PASSAGE TO READ:
= = = = =

By Paul Yandall
The health of South Auckland children has fallen to a "critical level of unacceptability," with some diseases reaching Third World levels.
A report for the Counties Manukau Health Council finds the health of South Auckland children has grown worse in the five years since a Child Health Status Report in 1994 called for urgent action.
The updated Child Health Status Report finds the rates of some communicable diseases, vision and hearing failure rates for Pacific Island children and the number of children needing treatment have all increased.
It also highlights a high cot-death rate, the poor rate of immunisation, and a worrying slide in nutrition levels.
The alarming statistics include:
* South Auckland has four times the national rate of measles.
* At least a third of the children seen at Middlemore Hospital are iron deficient.
* Only a third of preschool children are enrolled with the dental service.
* Immunisation rates are between 56 per cent and 76 per cent, compared with national rates of 83 to 87 per cent.

= = = = =

AVAILABLE DATA:
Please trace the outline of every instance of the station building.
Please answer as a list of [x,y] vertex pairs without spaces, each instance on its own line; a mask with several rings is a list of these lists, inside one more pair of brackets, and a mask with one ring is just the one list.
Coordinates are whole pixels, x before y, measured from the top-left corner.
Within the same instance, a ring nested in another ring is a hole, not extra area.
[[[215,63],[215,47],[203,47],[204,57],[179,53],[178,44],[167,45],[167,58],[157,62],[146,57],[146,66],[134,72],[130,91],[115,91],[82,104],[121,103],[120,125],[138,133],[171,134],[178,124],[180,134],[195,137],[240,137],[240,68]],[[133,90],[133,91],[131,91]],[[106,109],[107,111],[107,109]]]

= = = = =

ACTIVITY LIST:
**A.** According to the article on South Auckland children's health, what share of the children seen at Middlemore Hospital are iron deficient?
**B.** For each statement below, say whether it agrees with the article on South Auckland children's health, and quote the words that decide it.
(i) South Auckland's measles rate is twice the national rate.
(ii) The earlier Child Health Status Report came out in 1994.
(iii) Immunization rates in South Auckland are higher than national rates.

ANSWERS BY ITEM:
**A.** At least a third of them are iron deficient.

**B.**
(i) No: "South Auckland has four times the national rate of measles."
(ii) Yes: "since a Child Health Status Report in 1994 called for urgent action"
(iii) No: "Immunisation rates are between 56 per cent and 76 per cent, compared with national rates of 83 to 87 per cent."